## [Compito assegnato]
Riporta per intero il testo su James Jackson Toth, parola per parola e senza cambiare nulla.

## [Testo scelto]

---------------

Così Michael Gira, che il giovane -per lui- James Jackson Toth pare esserselo preso veramente a cuore. Non tra i nomi più altisonanti del songwriting d’oltreoceano, Toth è in realtà sulla scena da quasi una decade. Nascosto dietro una serie di moniker piuttosto improbabili, che ben ne rispecchiano il carattere instabile e dolente, il ragazzo ha progressivamente plasmato l’umorale obliquità degli inizi dentro forme ora magnificamente prossime alla classicità cantautorale della sua terra. Death Seat si inserisce così a pieno titolo tra le opere in grado di perpetrare, rinnovandolo, il mito di Nashville e della “sua”musica per antonomasia: il country. Detto con tutta la cautela che una simile semplificazione impone. Elementi di “moderno” folk/blues screziano l’anima del lavoro in continuazione, la produzione di Gira regala al tutto una coltre oscura e ammaliante che a qualcuno potrà ricordare le atmosfere gotiche dei suoi Angels Of Light, le parole e la voce cangiante di Toth valgono più di qualunque inquadramento stilistico.

---------------

## [Dati forniti]
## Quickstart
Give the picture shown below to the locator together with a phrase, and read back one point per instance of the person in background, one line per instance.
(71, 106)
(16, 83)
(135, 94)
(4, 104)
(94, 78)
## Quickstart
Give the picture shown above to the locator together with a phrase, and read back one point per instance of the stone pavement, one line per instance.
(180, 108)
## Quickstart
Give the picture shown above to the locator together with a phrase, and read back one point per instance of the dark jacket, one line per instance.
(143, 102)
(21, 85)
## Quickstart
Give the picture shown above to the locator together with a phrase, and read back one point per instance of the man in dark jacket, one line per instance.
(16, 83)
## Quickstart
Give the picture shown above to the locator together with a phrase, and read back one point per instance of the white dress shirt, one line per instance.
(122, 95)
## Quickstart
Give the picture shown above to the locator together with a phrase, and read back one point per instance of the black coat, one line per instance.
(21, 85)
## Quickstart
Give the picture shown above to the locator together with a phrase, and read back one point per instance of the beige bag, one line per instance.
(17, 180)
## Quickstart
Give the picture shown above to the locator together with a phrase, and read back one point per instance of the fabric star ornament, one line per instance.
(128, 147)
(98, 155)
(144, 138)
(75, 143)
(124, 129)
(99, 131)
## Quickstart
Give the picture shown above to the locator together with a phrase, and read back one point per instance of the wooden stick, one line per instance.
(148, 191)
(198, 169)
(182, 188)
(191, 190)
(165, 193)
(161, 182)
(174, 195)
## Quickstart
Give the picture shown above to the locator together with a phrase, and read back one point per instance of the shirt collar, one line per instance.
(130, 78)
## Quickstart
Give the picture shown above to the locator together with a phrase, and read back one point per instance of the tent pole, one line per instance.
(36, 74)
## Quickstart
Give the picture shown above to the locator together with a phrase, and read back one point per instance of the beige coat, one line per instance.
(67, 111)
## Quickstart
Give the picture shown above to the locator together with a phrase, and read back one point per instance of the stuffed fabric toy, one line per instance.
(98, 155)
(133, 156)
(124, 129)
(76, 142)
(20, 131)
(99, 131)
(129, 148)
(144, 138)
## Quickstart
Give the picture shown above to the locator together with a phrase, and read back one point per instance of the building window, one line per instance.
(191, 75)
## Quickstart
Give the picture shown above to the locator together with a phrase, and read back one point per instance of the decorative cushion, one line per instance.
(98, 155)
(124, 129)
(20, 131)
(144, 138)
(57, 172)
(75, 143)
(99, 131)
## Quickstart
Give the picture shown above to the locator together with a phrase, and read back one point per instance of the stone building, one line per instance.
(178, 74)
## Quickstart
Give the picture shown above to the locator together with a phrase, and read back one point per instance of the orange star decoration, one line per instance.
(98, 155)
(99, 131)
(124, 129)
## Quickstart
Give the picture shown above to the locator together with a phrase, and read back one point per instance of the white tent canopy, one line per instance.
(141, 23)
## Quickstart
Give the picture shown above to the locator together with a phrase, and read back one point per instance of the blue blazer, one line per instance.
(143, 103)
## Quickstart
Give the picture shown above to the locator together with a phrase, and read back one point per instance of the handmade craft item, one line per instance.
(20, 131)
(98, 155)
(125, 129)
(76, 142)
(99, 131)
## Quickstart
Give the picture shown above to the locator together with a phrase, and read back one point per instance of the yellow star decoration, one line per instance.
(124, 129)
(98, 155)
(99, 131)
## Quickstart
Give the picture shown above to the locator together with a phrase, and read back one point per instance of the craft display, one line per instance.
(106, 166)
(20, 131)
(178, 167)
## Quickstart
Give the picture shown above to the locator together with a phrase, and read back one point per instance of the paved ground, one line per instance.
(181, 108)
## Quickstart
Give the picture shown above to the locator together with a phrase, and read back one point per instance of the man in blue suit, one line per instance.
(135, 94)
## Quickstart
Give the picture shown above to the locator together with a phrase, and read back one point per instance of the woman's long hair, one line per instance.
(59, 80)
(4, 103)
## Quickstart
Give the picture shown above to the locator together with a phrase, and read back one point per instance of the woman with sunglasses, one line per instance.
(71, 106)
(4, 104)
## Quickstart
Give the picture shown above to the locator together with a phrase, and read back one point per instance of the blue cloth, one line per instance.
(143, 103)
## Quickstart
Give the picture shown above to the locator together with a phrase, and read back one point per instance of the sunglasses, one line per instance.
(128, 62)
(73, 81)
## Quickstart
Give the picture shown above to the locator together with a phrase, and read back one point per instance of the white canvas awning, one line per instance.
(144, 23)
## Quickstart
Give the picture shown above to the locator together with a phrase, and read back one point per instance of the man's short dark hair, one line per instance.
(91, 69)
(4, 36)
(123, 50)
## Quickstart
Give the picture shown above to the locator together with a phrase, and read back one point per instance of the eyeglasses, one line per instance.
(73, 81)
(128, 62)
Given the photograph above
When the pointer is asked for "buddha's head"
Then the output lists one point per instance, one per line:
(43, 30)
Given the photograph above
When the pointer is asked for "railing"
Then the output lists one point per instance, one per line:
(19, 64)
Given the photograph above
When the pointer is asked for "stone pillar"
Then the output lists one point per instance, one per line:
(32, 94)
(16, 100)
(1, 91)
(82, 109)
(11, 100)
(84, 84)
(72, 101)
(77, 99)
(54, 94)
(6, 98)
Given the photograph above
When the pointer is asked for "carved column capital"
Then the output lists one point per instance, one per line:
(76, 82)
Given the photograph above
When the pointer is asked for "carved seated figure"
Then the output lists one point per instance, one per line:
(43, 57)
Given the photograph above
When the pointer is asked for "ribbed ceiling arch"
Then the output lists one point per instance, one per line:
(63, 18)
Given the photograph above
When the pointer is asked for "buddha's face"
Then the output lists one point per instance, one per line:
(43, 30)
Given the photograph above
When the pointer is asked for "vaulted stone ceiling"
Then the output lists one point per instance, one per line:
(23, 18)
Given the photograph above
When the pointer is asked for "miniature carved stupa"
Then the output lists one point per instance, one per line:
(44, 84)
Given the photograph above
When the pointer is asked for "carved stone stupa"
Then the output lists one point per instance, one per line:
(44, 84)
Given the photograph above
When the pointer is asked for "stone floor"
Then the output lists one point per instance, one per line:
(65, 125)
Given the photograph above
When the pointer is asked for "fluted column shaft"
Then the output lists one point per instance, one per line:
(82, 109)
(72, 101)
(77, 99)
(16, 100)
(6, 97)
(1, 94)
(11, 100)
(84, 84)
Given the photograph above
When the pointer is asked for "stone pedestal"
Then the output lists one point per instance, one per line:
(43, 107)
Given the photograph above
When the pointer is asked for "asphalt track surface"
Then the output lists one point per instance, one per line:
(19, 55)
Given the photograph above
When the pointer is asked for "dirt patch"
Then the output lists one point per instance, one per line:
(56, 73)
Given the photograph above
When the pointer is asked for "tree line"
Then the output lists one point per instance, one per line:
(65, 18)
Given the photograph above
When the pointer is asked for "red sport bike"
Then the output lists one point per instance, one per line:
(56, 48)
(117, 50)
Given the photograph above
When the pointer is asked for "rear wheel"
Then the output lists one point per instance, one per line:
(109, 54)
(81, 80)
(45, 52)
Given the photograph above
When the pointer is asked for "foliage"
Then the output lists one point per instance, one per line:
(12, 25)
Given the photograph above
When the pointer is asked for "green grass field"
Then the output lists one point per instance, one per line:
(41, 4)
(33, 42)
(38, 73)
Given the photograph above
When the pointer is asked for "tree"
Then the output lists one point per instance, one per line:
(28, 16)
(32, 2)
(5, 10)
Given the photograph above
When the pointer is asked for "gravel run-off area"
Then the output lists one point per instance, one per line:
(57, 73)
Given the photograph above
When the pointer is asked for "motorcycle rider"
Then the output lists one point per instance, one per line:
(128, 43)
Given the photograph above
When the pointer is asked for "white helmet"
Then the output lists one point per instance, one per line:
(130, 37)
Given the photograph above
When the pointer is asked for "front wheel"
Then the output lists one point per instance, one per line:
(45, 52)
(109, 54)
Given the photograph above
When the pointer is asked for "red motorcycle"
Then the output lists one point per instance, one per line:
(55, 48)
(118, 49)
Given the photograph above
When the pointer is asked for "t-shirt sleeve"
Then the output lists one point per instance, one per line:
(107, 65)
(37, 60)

---------------

## [Il risultato]
Così Michael Gira, che il giovane -per lui- James Jackson Toth pare esserselo preso veramente a cuore. Non tra i nomi più altisonanti del songwriting d’oltreoceano, Toth è in realtà sulla scena da quasi una decade. Nascosto dietro una serie di moniker piuttosto improbabili, che ben ne rispecchiano il carattere instabile e dolente, il ragazzo ha progressivamente plasmato l’umorale obliquità degli inizi dentro forme ora magnificamente prossime alla classicità cantautorale della sua terra. Death Seat si inserisce così a pieno titolo tra le opere in grado di perpetrare, rinnovandolo, il mito di Nashville e della “sua”musica per antonomasia: il country. Detto con tutta la cautela che una simile semplificazione impone. Elementi di “moderno” folk/blues screziano l’anima del lavoro in continuazione, la produzione di Gira regala al tutto una coltre oscura e ammaliante che a qualcuno potrà ricordare le atmosfere gotiche dei suoi Angels Of Light, le parole e la voce cangiante di Toth valgono più di qualunque inquadramento stilistico.